■ Dataset records:

=-=-=-=-=

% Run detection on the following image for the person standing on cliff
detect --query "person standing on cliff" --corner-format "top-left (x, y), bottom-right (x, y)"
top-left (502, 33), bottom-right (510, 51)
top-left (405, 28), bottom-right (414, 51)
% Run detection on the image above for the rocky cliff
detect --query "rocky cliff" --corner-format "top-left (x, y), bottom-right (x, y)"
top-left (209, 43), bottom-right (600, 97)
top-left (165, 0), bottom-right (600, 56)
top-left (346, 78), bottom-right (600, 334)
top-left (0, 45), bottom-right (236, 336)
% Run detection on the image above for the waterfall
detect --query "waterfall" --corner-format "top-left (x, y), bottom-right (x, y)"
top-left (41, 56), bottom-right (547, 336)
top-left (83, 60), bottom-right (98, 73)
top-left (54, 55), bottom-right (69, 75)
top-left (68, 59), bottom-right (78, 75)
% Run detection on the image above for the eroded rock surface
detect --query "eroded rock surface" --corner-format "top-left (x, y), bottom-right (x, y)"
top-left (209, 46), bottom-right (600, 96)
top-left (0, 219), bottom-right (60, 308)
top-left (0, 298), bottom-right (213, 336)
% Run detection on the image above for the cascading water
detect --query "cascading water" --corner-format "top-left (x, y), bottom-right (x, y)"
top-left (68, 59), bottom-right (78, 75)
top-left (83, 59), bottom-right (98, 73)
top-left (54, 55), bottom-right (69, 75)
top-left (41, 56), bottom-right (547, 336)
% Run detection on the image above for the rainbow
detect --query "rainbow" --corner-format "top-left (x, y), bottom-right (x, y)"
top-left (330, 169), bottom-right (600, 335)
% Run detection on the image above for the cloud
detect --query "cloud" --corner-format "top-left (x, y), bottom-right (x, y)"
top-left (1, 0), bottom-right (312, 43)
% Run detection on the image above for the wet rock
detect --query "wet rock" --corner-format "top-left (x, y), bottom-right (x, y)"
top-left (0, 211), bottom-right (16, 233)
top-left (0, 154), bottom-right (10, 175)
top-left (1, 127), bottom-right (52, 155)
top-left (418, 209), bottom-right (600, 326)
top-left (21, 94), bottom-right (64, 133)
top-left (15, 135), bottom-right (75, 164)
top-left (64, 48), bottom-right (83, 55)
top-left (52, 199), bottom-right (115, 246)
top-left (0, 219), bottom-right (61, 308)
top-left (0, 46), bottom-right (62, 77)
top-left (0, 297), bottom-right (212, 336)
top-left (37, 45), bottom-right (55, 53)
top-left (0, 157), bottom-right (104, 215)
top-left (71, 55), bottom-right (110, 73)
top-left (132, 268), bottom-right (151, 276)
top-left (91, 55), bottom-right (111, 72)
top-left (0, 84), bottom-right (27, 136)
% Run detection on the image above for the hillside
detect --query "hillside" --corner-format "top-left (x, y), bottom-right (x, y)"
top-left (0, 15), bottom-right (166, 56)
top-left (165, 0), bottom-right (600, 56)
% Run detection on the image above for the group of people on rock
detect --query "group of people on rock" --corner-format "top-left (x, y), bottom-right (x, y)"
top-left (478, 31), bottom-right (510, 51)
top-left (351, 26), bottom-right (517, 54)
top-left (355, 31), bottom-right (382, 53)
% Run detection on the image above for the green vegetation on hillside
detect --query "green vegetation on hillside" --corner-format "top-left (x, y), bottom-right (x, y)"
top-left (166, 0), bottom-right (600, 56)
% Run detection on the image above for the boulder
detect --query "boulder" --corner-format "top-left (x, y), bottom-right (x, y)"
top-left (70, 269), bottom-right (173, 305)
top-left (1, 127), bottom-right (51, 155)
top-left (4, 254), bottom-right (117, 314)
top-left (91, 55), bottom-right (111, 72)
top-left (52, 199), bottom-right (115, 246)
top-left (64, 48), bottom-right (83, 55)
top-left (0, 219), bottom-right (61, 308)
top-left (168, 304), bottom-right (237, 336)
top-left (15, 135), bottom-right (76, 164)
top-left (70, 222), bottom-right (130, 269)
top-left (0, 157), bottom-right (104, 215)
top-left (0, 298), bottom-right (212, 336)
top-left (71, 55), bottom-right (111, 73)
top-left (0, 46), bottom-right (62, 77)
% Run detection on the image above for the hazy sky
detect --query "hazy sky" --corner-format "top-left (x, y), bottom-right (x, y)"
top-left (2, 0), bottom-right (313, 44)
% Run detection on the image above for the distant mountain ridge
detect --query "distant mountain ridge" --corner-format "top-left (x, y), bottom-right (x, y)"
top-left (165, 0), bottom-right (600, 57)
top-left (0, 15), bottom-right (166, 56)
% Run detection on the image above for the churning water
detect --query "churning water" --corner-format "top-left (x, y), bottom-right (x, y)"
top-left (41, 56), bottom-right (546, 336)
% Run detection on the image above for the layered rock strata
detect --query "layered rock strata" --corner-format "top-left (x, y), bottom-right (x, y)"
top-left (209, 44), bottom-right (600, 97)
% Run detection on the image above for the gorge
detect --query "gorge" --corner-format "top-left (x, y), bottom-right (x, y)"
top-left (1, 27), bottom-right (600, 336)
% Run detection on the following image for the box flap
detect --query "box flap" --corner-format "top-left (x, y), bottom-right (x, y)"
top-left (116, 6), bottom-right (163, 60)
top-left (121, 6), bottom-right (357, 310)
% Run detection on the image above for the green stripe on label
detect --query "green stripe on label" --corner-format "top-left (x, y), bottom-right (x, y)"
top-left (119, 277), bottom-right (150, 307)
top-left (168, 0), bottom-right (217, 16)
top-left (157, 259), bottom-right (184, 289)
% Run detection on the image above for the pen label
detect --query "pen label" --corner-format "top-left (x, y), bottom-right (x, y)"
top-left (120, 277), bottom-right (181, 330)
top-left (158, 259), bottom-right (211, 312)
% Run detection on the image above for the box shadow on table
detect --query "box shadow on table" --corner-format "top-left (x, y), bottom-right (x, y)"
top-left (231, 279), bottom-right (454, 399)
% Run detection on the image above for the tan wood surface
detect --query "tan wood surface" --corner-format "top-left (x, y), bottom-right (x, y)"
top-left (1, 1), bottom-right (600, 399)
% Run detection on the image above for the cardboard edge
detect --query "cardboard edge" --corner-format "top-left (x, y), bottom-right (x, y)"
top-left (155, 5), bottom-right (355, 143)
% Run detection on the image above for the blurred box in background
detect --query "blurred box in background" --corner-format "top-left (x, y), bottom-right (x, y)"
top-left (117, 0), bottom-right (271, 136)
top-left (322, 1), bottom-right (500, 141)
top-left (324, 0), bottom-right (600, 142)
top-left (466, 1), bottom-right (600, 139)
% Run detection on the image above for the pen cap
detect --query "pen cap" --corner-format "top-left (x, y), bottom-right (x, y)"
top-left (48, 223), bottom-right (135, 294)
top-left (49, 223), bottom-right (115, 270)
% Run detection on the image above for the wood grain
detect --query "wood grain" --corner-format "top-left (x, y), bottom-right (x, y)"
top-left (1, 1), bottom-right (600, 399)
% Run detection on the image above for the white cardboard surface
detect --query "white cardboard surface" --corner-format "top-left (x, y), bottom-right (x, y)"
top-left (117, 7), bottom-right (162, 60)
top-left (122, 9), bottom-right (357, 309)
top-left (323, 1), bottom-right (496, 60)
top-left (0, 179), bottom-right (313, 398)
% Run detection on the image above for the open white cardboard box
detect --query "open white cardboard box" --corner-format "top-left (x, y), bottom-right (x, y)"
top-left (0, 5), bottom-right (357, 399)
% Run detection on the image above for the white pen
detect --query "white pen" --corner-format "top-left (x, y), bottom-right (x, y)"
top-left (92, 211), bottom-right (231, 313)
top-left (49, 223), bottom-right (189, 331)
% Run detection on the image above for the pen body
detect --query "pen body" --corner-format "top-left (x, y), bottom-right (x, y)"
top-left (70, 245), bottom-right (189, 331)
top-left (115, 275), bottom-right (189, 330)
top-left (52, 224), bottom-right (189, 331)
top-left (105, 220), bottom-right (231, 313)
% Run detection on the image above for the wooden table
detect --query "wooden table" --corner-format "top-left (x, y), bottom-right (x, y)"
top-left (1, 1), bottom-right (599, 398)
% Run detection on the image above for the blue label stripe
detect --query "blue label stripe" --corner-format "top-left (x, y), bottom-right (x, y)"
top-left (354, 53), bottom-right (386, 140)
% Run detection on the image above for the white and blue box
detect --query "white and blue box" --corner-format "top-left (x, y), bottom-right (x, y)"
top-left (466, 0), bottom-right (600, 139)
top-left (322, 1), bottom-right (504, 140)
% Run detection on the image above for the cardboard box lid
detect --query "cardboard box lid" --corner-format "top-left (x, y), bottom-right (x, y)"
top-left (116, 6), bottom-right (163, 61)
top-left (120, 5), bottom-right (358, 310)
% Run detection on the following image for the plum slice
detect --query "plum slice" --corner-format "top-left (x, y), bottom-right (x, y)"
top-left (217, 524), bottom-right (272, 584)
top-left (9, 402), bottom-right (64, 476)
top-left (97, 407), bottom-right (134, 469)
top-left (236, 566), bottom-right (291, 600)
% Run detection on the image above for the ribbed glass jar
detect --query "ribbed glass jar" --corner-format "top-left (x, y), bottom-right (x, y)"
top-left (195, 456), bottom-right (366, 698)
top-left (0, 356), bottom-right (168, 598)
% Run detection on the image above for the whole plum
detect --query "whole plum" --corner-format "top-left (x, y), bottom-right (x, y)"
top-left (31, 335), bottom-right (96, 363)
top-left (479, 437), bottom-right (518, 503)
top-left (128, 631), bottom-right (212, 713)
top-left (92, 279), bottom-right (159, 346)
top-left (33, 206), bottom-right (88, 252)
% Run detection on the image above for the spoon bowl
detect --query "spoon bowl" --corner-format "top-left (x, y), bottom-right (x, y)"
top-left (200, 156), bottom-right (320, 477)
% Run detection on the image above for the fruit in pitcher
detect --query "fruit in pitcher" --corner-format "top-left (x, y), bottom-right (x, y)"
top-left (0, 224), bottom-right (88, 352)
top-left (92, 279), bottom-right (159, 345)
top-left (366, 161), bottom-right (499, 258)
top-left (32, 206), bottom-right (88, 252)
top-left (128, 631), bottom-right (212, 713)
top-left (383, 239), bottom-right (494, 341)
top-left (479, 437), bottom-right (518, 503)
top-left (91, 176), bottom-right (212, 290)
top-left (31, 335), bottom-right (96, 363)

=-=-=-=-=

■ Directions for this task: Pick out the lines above that hold the string "following" and show them.

■ Answer to this problem:
% Run detection on the following image for the person standing on cliff
% Run detection on the following image for the box flap
% Run detection on the following image for the plum slice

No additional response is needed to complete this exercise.